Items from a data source
+ + + + + + +
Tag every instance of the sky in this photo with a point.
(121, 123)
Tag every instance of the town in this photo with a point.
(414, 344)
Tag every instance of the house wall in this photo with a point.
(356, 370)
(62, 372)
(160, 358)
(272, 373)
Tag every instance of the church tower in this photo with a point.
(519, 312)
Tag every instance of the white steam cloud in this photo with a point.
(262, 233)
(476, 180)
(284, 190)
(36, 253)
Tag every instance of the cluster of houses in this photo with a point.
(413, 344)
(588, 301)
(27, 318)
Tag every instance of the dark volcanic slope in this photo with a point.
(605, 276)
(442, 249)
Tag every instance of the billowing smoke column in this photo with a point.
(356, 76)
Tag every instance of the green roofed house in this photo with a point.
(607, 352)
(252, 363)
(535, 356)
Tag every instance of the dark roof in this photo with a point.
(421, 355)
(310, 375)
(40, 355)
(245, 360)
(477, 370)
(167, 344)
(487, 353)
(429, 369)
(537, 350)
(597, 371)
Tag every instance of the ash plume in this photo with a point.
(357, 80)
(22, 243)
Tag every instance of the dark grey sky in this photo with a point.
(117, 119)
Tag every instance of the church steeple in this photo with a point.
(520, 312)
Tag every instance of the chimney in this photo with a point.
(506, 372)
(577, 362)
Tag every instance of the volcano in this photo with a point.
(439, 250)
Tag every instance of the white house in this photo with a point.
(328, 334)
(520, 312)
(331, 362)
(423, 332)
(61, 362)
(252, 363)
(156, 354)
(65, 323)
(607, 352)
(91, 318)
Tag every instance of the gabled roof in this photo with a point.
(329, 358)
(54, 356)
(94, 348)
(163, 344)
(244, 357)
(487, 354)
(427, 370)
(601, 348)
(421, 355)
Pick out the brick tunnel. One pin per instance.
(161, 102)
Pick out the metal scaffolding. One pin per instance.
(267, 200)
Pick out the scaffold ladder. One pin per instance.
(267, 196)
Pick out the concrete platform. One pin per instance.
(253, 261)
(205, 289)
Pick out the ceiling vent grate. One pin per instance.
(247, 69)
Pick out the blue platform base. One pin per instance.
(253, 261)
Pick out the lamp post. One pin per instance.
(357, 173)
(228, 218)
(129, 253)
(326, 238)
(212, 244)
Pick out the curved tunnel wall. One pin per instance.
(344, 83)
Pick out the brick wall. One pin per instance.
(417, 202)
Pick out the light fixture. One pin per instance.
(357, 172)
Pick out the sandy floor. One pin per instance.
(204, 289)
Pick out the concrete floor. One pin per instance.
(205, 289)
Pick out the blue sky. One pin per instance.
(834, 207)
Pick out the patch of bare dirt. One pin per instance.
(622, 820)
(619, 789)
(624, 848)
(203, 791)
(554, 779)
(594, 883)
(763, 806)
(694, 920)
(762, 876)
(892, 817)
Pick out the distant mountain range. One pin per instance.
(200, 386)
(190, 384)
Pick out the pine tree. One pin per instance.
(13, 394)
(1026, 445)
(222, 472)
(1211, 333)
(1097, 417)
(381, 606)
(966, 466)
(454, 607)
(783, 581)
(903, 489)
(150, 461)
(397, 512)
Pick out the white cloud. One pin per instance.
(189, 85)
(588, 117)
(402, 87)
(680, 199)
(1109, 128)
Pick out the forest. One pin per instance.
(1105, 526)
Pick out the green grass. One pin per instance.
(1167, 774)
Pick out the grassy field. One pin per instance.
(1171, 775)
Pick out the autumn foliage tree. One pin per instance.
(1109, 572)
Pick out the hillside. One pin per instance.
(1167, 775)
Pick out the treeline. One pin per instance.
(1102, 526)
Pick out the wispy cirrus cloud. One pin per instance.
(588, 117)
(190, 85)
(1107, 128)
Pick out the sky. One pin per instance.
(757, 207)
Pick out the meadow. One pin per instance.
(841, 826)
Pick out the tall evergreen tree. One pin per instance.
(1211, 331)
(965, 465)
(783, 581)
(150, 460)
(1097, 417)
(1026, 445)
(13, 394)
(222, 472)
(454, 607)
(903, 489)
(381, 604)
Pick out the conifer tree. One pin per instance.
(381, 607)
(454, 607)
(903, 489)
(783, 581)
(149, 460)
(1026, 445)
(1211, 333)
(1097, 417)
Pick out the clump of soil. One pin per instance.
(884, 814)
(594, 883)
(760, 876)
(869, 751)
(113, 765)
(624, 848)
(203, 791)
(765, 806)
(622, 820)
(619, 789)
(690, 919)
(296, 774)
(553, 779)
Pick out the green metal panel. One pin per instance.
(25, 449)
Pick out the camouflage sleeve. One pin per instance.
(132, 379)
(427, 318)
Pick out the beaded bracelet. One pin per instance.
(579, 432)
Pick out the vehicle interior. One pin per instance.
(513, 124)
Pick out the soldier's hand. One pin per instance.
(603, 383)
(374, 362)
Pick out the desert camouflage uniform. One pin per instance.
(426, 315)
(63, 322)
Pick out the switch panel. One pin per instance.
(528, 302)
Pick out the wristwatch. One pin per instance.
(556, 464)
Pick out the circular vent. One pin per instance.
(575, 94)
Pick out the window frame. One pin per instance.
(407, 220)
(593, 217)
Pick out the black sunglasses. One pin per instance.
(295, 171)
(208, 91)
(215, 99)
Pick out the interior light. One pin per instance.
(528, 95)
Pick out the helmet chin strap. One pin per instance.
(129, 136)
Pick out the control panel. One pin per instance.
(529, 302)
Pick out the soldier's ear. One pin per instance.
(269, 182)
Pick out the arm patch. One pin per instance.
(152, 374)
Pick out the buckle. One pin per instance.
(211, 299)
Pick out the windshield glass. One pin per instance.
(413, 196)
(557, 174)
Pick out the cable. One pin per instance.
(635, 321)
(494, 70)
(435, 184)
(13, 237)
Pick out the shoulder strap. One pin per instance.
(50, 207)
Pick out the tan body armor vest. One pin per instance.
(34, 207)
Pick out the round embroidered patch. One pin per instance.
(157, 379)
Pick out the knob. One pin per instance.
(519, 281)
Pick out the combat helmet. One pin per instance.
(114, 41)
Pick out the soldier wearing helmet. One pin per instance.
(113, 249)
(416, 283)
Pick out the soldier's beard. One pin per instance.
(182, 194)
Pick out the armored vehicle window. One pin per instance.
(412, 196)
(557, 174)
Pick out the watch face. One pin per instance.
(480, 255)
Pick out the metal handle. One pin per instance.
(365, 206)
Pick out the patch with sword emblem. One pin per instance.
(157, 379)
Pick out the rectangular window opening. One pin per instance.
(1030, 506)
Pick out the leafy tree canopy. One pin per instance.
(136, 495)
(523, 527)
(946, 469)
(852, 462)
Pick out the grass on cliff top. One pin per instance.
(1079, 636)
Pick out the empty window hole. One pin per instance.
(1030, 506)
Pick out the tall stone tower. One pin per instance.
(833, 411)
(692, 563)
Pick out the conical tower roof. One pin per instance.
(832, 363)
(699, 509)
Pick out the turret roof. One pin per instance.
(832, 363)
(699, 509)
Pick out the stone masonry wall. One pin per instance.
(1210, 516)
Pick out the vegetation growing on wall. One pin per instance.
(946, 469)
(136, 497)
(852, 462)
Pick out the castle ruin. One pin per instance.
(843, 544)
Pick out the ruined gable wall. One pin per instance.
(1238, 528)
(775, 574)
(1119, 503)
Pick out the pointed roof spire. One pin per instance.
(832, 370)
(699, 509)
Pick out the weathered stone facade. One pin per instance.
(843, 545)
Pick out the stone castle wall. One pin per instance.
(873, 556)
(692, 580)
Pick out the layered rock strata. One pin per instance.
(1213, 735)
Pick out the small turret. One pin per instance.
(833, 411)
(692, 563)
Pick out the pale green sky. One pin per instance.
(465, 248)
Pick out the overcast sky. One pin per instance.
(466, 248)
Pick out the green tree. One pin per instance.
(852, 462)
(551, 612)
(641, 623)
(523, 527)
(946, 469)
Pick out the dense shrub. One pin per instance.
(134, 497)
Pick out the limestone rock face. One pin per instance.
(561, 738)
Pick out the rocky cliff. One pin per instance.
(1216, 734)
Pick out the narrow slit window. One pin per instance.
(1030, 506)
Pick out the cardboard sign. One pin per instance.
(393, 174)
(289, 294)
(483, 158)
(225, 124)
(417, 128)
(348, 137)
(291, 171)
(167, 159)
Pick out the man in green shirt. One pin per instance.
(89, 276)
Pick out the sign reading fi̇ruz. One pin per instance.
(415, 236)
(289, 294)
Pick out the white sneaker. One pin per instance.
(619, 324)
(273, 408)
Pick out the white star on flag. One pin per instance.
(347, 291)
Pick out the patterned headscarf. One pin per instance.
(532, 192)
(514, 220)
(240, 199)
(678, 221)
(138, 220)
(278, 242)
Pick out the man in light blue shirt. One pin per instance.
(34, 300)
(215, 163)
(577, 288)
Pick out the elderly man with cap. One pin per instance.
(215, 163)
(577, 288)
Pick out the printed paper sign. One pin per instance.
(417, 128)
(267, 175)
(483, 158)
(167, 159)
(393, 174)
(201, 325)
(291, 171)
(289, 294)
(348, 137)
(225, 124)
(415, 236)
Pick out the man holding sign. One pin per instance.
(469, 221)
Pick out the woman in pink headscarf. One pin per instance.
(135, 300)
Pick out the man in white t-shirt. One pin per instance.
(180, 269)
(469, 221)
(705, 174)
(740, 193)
+ + + + + + +
→ WHAT THIS TASK INVOLVES
Your answer must consist only of the lines from the one with "Pick out the cardboard" through the final line of the entries, each retyped exactly.

→ THE COMPLETED TASK
Pick out the cardboard sign. One pin per instance.
(393, 174)
(289, 294)
(483, 158)
(225, 124)
(417, 128)
(348, 137)
(291, 171)
(167, 159)
Pick out the man in green shirt. One pin per instance.
(89, 276)
Pick out the sign reading fi̇ruz. One pin per instance.
(415, 236)
(289, 294)
Pick out the white sneaker. One pin per instance.
(619, 324)
(273, 408)
Pick out the white star on flag. One pin per instance.
(347, 291)
Pick out the patterned headscarf. One pin per instance.
(532, 192)
(514, 220)
(240, 199)
(678, 221)
(138, 220)
(278, 242)
Pick out the man in light blue shirt. One pin per instance.
(34, 300)
(215, 163)
(577, 288)
Pick out the elderly man with cap. One pin per instance.
(215, 163)
(577, 288)
Pick out the printed paper sign. One pin per instance.
(417, 128)
(267, 175)
(483, 158)
(167, 159)
(393, 174)
(201, 325)
(291, 171)
(289, 294)
(348, 137)
(225, 124)
(415, 236)
Pick out the man holding sign. One pin per instance.
(469, 221)
Pick out the woman in pink headscarf. One pin per instance.
(135, 300)
Pick out the man in white t-shirt. One pin per instance.
(180, 269)
(469, 221)
(705, 174)
(740, 193)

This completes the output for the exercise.